You are trying to get the amount of work done (per unit time).

You have correctly stated the relationship between COP and temperature:

COP = Qh/W = Th/(Th-Tc)

You are given Qh (actually dQh/dt) = 7.54MJ (per hour)

You are given Th and Tc. You just need to determine W (per hour).

AM

 

[LandOfStandar]

what is the coefficient of performance is 3.8

 

[Andrew Mason]

what is the coefficient of performance is 3.8

The question is not clear. If it is a Carnot heat pump, the COP is:

COP = Q_h/W = Q_h/(Q_h - Q_c) = T_h/(T_h - T_c)

For these temperatures, the COP is 10.9

However, the question says that the COP is 3.8. So it is not a Carnot heat pump. Work out the rate of work for both COPs and tell your prof that the question is not clear which one you are supposed to use.

SET EXERCISE A:
Set down, word for word, the entries from the line containing "Note: in this drill we tag each instance of the blue" through the end of the entries.

EXTRACTED INFORMATION:
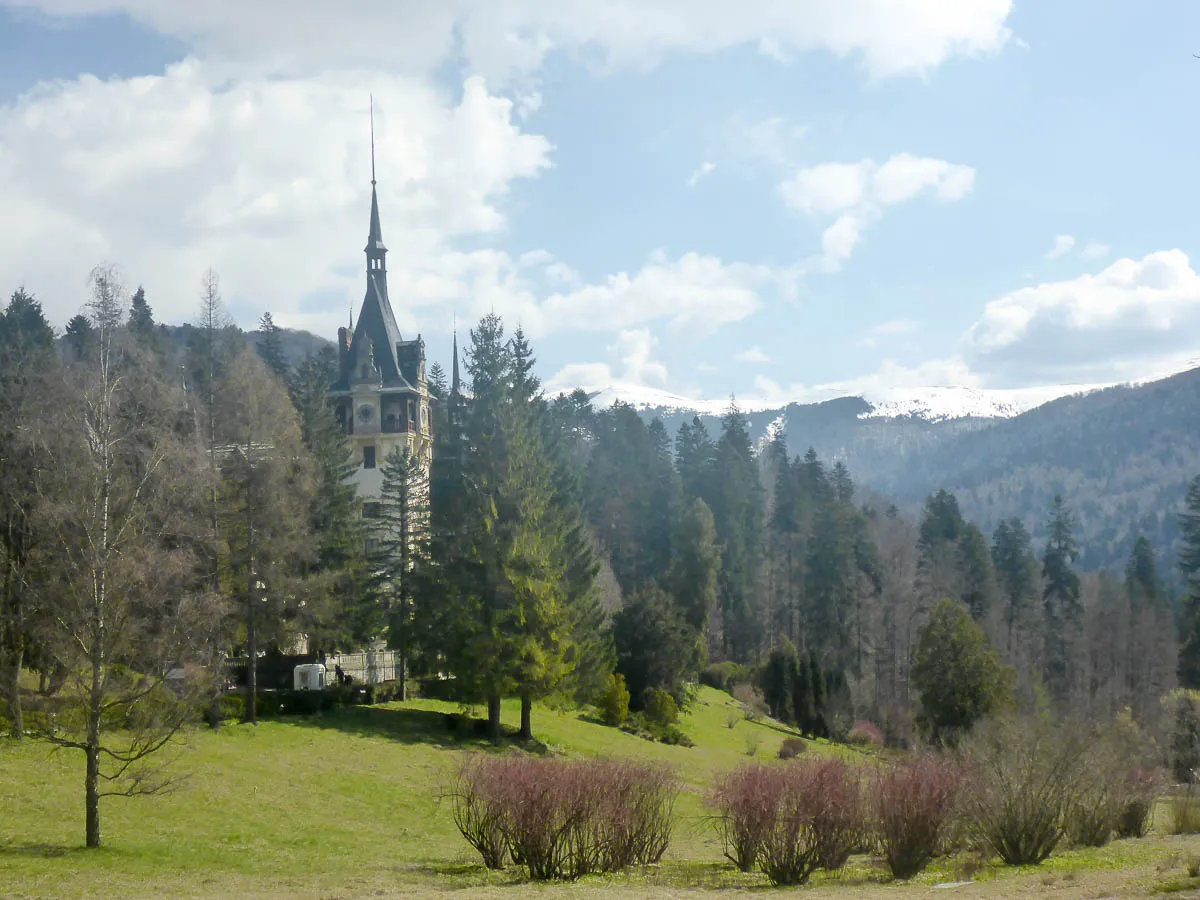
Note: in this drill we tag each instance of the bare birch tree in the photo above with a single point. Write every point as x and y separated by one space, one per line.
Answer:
127 612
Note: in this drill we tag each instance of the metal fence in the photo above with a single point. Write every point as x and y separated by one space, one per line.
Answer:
366 667
369 667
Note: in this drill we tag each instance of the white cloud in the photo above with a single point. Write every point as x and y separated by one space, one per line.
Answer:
703 171
831 187
265 180
892 37
1062 246
1133 319
891 375
858 192
888 329
904 177
751 355
696 292
634 352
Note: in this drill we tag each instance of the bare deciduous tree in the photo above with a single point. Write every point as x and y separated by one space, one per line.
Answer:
127 613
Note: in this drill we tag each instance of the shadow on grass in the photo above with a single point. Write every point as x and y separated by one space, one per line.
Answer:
42 851
414 726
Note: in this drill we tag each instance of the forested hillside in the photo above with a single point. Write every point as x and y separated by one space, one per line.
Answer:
1121 457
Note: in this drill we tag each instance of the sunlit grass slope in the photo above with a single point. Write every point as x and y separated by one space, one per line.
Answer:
342 798
346 805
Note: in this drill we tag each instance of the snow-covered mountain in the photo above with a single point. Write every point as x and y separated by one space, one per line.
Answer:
931 405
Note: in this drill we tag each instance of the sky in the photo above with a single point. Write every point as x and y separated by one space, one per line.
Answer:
784 199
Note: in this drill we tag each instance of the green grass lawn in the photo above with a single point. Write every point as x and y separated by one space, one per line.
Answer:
345 805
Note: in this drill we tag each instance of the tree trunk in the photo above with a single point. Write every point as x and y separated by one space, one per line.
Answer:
12 673
403 676
493 718
526 718
91 786
251 664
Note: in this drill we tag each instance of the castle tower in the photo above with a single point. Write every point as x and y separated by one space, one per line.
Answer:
382 395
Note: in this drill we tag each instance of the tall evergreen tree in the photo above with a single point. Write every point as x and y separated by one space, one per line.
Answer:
27 367
267 486
1189 568
141 322
270 347
1017 573
1060 598
737 503
81 337
401 531
343 612
695 456
439 388
977 573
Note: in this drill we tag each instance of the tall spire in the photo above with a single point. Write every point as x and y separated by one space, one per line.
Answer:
376 250
455 383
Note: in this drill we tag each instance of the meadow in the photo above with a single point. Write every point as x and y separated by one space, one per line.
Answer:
346 804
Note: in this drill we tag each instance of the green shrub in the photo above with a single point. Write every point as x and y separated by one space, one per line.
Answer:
724 676
1182 725
660 707
671 735
615 701
791 748
1186 813
1030 775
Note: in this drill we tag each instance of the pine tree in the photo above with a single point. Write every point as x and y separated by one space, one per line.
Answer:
27 367
270 347
1017 573
775 679
960 679
439 387
1060 598
654 646
1189 568
402 533
345 613
820 697
803 711
1141 575
695 455
737 503
81 337
695 564
977 573
267 486
141 323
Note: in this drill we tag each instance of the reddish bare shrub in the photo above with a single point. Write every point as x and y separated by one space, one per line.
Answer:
865 733
745 801
550 821
819 821
791 748
479 807
634 811
563 820
915 802
1029 775
839 811
1139 790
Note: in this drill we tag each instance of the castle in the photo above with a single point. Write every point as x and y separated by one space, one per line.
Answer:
382 395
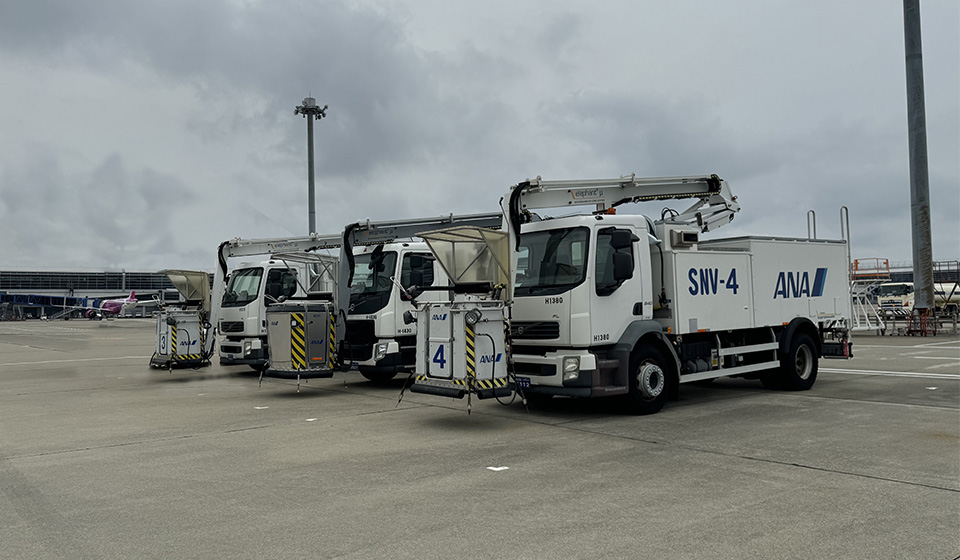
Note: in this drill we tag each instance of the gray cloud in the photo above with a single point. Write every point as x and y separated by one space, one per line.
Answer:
177 117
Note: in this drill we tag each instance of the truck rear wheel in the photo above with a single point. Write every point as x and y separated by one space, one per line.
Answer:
650 380
798 367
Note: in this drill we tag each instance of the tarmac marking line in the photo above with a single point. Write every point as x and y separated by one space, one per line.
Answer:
892 373
74 360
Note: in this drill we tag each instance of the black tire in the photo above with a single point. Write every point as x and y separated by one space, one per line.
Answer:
378 378
798 367
650 382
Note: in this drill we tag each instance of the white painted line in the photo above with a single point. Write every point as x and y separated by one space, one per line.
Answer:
954 342
892 373
75 360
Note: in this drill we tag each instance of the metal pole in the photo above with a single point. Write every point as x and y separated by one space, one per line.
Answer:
919 180
310 111
311 197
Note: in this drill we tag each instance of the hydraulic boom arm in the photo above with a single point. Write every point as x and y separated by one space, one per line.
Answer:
715 206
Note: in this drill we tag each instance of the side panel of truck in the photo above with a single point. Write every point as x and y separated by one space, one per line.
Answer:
710 290
795 278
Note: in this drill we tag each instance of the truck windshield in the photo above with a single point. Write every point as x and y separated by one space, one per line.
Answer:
887 290
243 287
371 286
551 262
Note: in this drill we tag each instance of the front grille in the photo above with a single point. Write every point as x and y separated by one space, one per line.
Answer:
535 330
538 370
231 326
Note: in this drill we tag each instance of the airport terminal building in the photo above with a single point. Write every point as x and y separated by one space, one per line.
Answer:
35 294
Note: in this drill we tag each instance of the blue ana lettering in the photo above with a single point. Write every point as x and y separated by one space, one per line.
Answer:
797 284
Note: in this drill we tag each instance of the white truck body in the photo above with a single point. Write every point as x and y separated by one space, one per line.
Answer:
602 304
607 304
378 343
242 317
748 287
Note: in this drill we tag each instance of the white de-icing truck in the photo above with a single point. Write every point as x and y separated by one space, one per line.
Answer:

SET EXERCISE B:
Resume the discussion of the heat pump's coefficient of performance, picking up after its final sentence.

EXERCISE ANSWER A:
Note: in this drill we tag each instance of the blue ana lettering in the photo above with a single point. Write every point as x and y separated by one space, one per line.
Answer:
797 284
Note: in this drill we tag each instance of the white truck body in the photo above with a single point. Write every point as x and y separated by one space, one per line.
Answer:
602 304
607 304
378 343
242 317
748 287
Note: in this drill we tag each instance of the white de-icing truck in the photo above with a single point. Write every point as x and y separated by one space, one per line.
Answer:

EXERCISE ANSWER B:
AM

 

[LandOfStandar]

the answer is 440Watt and I can not get it either way

 

[Andrew Mason]

the answer is 440Watt and I can not get it either way

440 watts is not correct. 440 watts = 440 x 3600 = 1,584,000 Joules/hour. At a COP of 3.8, this means it is pumping 6,019,000 Joules of heat per hour. At a COP of 10.9 (295/27), it would pump 30.1 MJ per hour.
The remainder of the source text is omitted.